▶ **Excerto da página**:
********
Mãezinha, peço-Te esta esmolinha do Céu: quero que o mês de Maio
seja para mim o último que passo na terra. Quero ir depressa gozar
do Teu Jesus e da Tua companhia. Quero continuar junto de Ti a
implorar perdão e misericórdia para o mundo Teu. Tua filha a mais
indigna, pobre Alexandrina.
P.S. –
Hei-de fazer cair uma chuva de graças e de amor sobre aqueles e
aquelas que na terra me são queridos. Sempre a Tua filha,
Alexandrina.»
VISITA
DO REVº PADRE TERÇAS. CONSEQUÊNCIAS DESTA VISITA
– Em 27
de Agosto de 1941, recebi a visita do Sr. Abade acompanhado pelo Sr.
Padre Terças e outro sacerdote. Esta visita foi para mim de grande
desgosto, pois fiz o sacrifício de responder às perguntas que o Sr.
Padre Terças me fez diante de todos, o que me custou imenso.
Respondi a tudo conscientemente, porque prensava que viria em estudo
como outros tinham vindo. Só Nosso Senhor pode avaliar quanto me
custou ter de falar do assunto da Paixão, e foi sobre isto que mais
me interrogou. O nosso Pároco disse-me que Sua Reverência queria
voltar aqui na próxima sexta-feira, dia 29. Não queria ceder ao
pedido sem consultar o meu Director espiritual, mas, como me
disseram que se tinha de retirar para Lisboa nos dias imediatos a
este, consenti dizendo: «Eu penso que Vossa Reverência não vem aqui
por curiosidade.» Como me afirmasse que não, cedi prontamente,
embora me fizesse sofrer muito a sua visita na sexta-feira. Sua
Reverência não faltou, mas trouxe consigo mais três sacerdotes. Mal
eu pensava que esta visita vinha erguer para mim um novo calvário.
Não levou muito tempo que Sua Reverência publicasse o que observou e
o que soube de mim.
Que
Jesus tenha em conta a dor que me causou aquela publicação, por
saber que a minha vida foi publicada e os meus segredos revelados,
aquilo que tanto tempo escondi.
De vez
em quando, chegavam-me aos ouvidos vários comentários a meu
respeito. Eram espinhos que me cravavam no peito, mesmo sem as
pessoas darem por isso. Eram variadas as impressões com que ficavam
as pessoas que liam o livro ou ouviam falar de mim.
A minha
ida ao Porto e a publicação da minha vida fizeram inquietar os
espíritos dos Superiores do meu Director espiritual a ponto de o
proibirem de vir junto de mim e de me prestar a assistência
religiosa que necessito, assim como o proibiram também de me
escrever e de receber as minhas notícias.
Depois
disto, principiei a viver de ilusões: virá hoje o meu Director
espiritual, virá amanhã? Vinham ao meu pensamento mil e uma coisas.
********
▶ **Dados brutos**:

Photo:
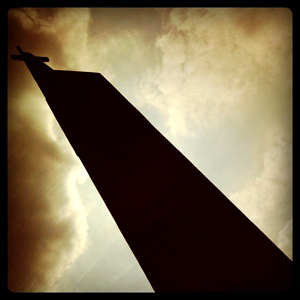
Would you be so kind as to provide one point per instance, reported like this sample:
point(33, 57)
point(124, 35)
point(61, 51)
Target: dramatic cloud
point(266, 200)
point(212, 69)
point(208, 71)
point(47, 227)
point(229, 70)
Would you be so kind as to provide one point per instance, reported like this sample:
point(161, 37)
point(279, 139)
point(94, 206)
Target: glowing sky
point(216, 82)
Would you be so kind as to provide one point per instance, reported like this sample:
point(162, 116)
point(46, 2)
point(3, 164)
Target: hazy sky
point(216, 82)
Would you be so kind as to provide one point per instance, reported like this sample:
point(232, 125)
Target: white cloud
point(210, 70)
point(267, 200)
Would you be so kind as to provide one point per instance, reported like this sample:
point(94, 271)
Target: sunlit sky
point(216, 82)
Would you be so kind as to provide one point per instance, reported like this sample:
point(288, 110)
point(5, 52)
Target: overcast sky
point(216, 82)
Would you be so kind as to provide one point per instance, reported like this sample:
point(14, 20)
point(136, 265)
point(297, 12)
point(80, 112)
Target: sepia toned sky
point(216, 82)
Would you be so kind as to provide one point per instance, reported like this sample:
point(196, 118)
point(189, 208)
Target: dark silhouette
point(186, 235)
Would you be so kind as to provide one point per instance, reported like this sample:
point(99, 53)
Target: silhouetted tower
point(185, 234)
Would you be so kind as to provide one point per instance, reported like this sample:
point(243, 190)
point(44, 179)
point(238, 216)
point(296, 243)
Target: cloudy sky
********
▶ **Instrução de trabalho**: Segundo o excerto da página, em que data o Sr. Abade chegou acompanhado pelo Sr. Padre Terças e outro sacerdote?

▶ **Área de resposta**: Em 27 de Agosto de 1941.